[Available data — start]
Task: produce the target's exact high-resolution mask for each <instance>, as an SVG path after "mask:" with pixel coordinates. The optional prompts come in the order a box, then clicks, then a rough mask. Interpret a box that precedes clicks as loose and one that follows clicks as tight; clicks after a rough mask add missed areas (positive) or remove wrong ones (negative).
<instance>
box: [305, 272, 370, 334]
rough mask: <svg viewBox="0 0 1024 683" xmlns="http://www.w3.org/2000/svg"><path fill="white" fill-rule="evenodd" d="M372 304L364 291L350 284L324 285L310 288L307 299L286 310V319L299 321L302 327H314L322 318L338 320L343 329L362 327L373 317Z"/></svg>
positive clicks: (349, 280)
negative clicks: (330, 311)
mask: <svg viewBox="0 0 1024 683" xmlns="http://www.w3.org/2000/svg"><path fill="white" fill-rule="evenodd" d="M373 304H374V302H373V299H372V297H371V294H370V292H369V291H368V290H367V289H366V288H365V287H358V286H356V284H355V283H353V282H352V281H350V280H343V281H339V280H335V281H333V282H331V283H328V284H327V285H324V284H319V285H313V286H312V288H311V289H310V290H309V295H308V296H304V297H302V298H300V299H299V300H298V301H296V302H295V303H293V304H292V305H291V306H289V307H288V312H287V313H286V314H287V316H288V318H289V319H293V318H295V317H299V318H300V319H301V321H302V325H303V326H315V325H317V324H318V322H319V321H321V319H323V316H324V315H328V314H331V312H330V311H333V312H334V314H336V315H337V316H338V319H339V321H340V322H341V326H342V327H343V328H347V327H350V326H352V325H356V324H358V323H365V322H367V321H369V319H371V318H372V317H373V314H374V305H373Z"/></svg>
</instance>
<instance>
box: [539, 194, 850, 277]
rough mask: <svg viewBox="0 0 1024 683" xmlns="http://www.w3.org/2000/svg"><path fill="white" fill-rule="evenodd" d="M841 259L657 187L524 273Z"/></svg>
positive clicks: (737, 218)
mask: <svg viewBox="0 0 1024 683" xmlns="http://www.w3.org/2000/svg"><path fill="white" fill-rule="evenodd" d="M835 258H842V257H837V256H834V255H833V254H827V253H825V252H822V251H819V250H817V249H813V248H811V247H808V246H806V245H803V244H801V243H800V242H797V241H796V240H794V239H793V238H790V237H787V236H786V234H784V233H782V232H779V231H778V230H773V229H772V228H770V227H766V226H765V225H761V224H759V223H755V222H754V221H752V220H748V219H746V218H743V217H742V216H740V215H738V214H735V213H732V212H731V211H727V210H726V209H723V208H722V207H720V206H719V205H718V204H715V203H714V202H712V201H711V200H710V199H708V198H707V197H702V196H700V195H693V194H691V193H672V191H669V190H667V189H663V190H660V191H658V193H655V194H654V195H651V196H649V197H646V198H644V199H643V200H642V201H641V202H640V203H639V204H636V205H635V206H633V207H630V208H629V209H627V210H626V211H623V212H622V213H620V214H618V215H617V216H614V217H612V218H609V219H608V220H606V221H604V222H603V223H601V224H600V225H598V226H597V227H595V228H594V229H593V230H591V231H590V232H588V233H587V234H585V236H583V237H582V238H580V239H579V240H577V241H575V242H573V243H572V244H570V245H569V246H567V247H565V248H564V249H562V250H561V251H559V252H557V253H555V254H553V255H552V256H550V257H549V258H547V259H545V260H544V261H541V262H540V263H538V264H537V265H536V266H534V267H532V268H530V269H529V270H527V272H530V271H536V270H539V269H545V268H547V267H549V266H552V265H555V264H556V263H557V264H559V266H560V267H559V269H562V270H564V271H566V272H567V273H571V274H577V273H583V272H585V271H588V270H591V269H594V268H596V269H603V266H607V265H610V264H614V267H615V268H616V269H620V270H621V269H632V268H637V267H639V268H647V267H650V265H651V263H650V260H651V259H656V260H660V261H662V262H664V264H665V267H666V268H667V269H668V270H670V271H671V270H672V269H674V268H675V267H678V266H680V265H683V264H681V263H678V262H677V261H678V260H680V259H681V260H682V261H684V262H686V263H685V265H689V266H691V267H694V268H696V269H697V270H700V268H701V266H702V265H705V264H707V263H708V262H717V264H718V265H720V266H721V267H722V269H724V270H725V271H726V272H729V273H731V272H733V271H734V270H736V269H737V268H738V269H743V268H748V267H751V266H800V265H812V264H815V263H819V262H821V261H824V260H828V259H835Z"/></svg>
[Available data — finish]
-- Required work --
Rewrite all of the data above as a JSON array of strings, one string per line, omitting any blank lines.

-- Solved exercise --
[
  "Task: produce the target's exact high-resolution mask for each <instance>, as an SVG path after \"mask:\" with pixel coordinates. The optional prompts come in the order a box, then clicks, then a rough mask. Interpret a box that precedes clicks as loose and one that follows clicks as tight; clicks after a rough mask add missed areas (positive) or remove wrong ones (negative).",
  "<instance>",
  "box: [305, 272, 370, 334]",
  "rough mask: <svg viewBox=\"0 0 1024 683\" xmlns=\"http://www.w3.org/2000/svg\"><path fill=\"white\" fill-rule=\"evenodd\" d=\"M372 304L364 291L350 284L324 285L310 288L307 299L286 310V319L299 321L302 327H314L322 318L338 320L343 329L362 327L373 317Z\"/></svg>",
  "positive clicks: (349, 280)",
  "negative clicks: (330, 311)",
  "mask: <svg viewBox=\"0 0 1024 683\" xmlns=\"http://www.w3.org/2000/svg\"><path fill=\"white\" fill-rule=\"evenodd\" d=\"M373 304H374V302H373V299H372V297H371V294H370V292H369V291H368V290H367V289H366V288H365V287H358V286H356V284H355V283H353V282H352V281H350V280H343V281H339V280H335V281H333V282H331V283H328V284H327V285H324V284H319V285H313V286H312V288H311V289H310V290H309V295H308V296H304V297H302V298H300V299H299V300H298V301H296V302H295V303H293V304H292V305H291V306H289V307H288V312H287V313H286V314H287V316H288V318H289V319H293V318H295V317H299V318H300V319H301V321H302V325H303V326H315V325H317V324H318V322H319V321H321V319H323V316H324V315H328V314H331V312H330V311H333V312H334V314H336V315H337V316H338V319H339V321H340V322H341V326H342V327H343V328H347V327H350V326H352V325H356V324H358V323H365V322H367V321H369V319H371V318H372V317H373V314H374V305H373Z\"/></svg>",
  "</instance>",
  "<instance>",
  "box: [539, 194, 850, 277]",
  "rough mask: <svg viewBox=\"0 0 1024 683\" xmlns=\"http://www.w3.org/2000/svg\"><path fill=\"white\" fill-rule=\"evenodd\" d=\"M841 259L657 187L524 273Z\"/></svg>",
  "positive clicks: (737, 218)",
  "mask: <svg viewBox=\"0 0 1024 683\" xmlns=\"http://www.w3.org/2000/svg\"><path fill=\"white\" fill-rule=\"evenodd\" d=\"M835 258H842V257H837V256H834V255H833V254H827V253H825V252H822V251H819V250H817V249H813V248H811V247H808V246H806V245H803V244H801V243H800V242H797V241H796V240H794V239H793V238H790V237H787V236H786V234H784V233H782V232H779V231H778V230H773V229H772V228H770V227H766V226H765V225H761V224H759V223H755V222H754V221H752V220H748V219H746V218H743V217H742V216H740V215H738V214H735V213H732V212H731V211H727V210H726V209H723V208H722V207H720V206H719V205H718V204H715V203H714V202H712V201H711V200H710V199H708V198H707V197H702V196H700V195H693V194H691V193H672V191H669V190H667V189H663V190H660V191H658V193H655V194H654V195H651V196H649V197H646V198H644V199H643V200H642V201H641V202H640V203H639V204H636V205H635V206H633V207H630V208H629V209H627V210H626V211H623V212H622V213H620V214H618V215H617V216H614V217H612V218H609V219H608V220H606V221H604V222H603V223H601V224H600V225H598V226H597V227H595V228H594V229H593V230H591V231H590V232H588V233H587V234H585V236H583V237H582V238H580V239H579V240H577V241H575V242H573V243H572V244H570V245H569V246H567V247H565V248H564V249H562V250H561V251H559V252H557V253H555V254H553V255H552V256H550V257H549V258H547V259H545V260H544V261H541V262H540V263H538V264H537V265H536V266H534V267H532V268H530V269H529V270H527V272H530V271H536V270H539V269H545V268H547V267H549V266H552V265H555V264H556V263H557V264H559V266H560V267H559V269H562V270H564V271H566V272H567V273H571V274H577V273H583V272H585V271H588V270H591V269H594V268H596V269H603V266H607V265H610V264H614V267H615V268H616V269H620V270H621V269H632V268H637V267H639V268H647V267H650V265H651V263H650V260H651V259H656V260H660V261H662V262H664V264H665V267H666V268H667V269H668V270H670V271H671V270H672V269H674V268H675V267H678V266H680V265H683V264H681V263H678V262H677V261H678V260H680V259H681V260H682V261H684V262H686V263H685V265H689V266H691V267H694V268H696V269H697V270H700V268H701V266H702V265H705V264H707V263H708V262H717V264H718V265H720V266H721V267H722V269H724V270H725V271H726V272H729V273H731V272H733V271H734V270H736V269H737V268H738V269H743V268H748V267H751V266H800V265H812V264H815V263H819V262H821V261H824V260H828V259H835Z\"/></svg>"
]